コンプライアンス 服従の心理

Compliance
米国で10年間にわたって起きていた「身体検査いたずら電話詐欺事件」を忠実に映画化。「こんなのにだまされるなんて」と一見誰もが被害者を小馬鹿にするような感想を持つかもしれないがそれこそ罠。そして「コンプライアンス 服従の心理」は映画作品としても最高の出来映え。
コンプライアンス 服従の心理

実際の事件

実際に起きた事件の映画化です。映画を見た後にこの事件についていろいろ知って、かなり忠実に事件を再現していることを知りました。

「ストリップサーチいたずら電話詐欺事件」と名付けられたこの事件、10年間にわたって全米各州で70件以上起きており、2004年に犯人が逮捕されるまで続いたそうです。犯人逮捕後は起きておらず、ただ一人の犯行だった可能性もあるようですが事実はわかりません。逮捕された犯人も証拠不十分で有罪にならなかったそうです。

どんな事件かというと、警察を名乗ってお店に電話をかけ、店長や従業員に異常な行為をさせるというものです。被害を受けた多くが、田舎町のファストフード店だったようです。

映画「コンプライアンス」の舞台となったのはケンタッキー州のマクドナルドのケースでしょうか。ABCのテレビ番組でも詳細が報道され、たいそう話題になったケースだったようです。YouTubeにも上がっています。

実話ベースの映画としてちょっと変わったところがあるとすれば、このABCのテレビ番組の収録シーンまでも映画で再現している点です。そんなことつゆしらず、映画を見終えたときは面白い構成に関心したものですが、店長のテレビ出演までもが事実に則るものだったとは驚きました。

> _練習問題_
1. 映画「コンプライアンス」の紹介文から、「映画「コンプライアンス」の舞」から「るものだったとは驚きました。」までを、末尾の語句も含めて一字一句変えずに抜き出しなさい。
2. 映画「コンプライアンス」の紹介文の続きを、最後の文の後から書き継ぎなさい。
次の資料は、この課題では使わない。

> _データセット_
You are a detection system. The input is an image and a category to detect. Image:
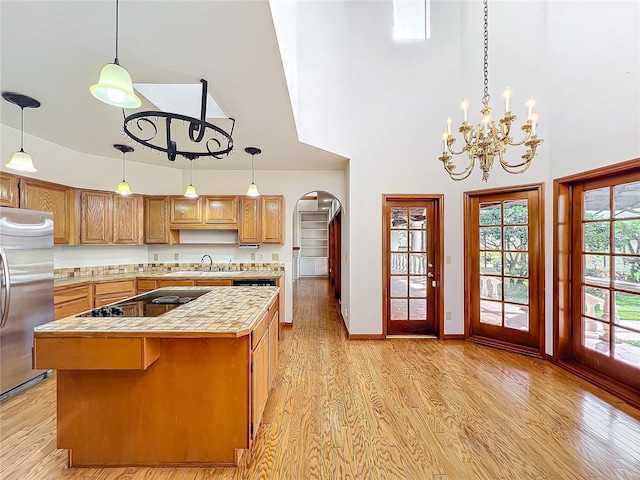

> _解答_
1.
映画「コンプライアンス」の舞台となったのはケンタッキー州のマクドナルドのケースでしょうか。ABCのテレビ番組でも詳細が報道され、たいそう話題になったケースだったようです。YouTubeにも上がっています。

実話ベースの映画としてちょっと変わったところがあるとすれば、このABCのテレビ番組の収録シーンまでも映画で再現している点です。そんなことつゆしらず、映画を見終えたときは面白い構成に関心したものですが、店長のテレビ出演までもが事実に則るものだったとは驚きました。

2.
まるでワイドショーの再現フィルムのような映画です。そのくらい事件に忠実です。で、再現フィルムみたいというのは決して映画をおとしめている訳ではありませんで、これほど忠実なのにも関わらず、映画としての出来映えが大変優れているということを言いたいのでした。

リアリズムとスリラー演出

まずは実際の事件を知らずに映画作品として堪能しました。

ドラマ全体としてはリアリズムの技法が目立ちます。極めてナチュラルにドラマが展開します。ドキュメンタリーと見紛うような、ヨーロッパのどぎつい映画なんかでお馴染みのあのリアリティの表現ですね。

電話の主が登場してくるようになってからは若干のスリラー演出が目立ち始め、テイストを変えてきます。電話の主が実際に登場する前と後では映画のイメージもずいぶん変わりますし、脚本的にも大きな転換を迎えるところなので、この演出の変化は技術的に狙ったものであることがわかります。

事件の前半では観ているこちらもミスリードされます。演出的にミスリードされているのか、犯人にミスリードされているのか、その区別がつかないほどのリアルなミスリードです。
つまり某かの性的な目論見を犯人が持っていると思い込むのですね。ところが実際に犯人が登場してからは、その犯行の目的や動機が訳わからなくなってきます。この男の目的はいったい何なのか、何がしたいのか。まあ、それこそがこの映画のテーマでありタイトルにもなっている点なのでありますが、犯人の異常性が常人の理解を超えているので、途中ほんとにわけがわからなくなってきます。
こうしたストーリーの流れがスリラー映画としての面白さを引き立てます。

キャラクター

この映画が非常に優れている点は人物に関する造型と演出です。もちろん役者さんたちの力も含めてです。

登場人物はファストフード店の店長はじめ副店長や店員たちです。店長の恋人、外部の職人オヤジもいます。リアリズム描写の中に、極めて明確なキャラクターの分配がされていまして、伏線の張り方なんかも映画的ツボを心得ていますし、人物描写も的確です。相当にドラマの作りの演出が懲らされているんですね。本当に見事です。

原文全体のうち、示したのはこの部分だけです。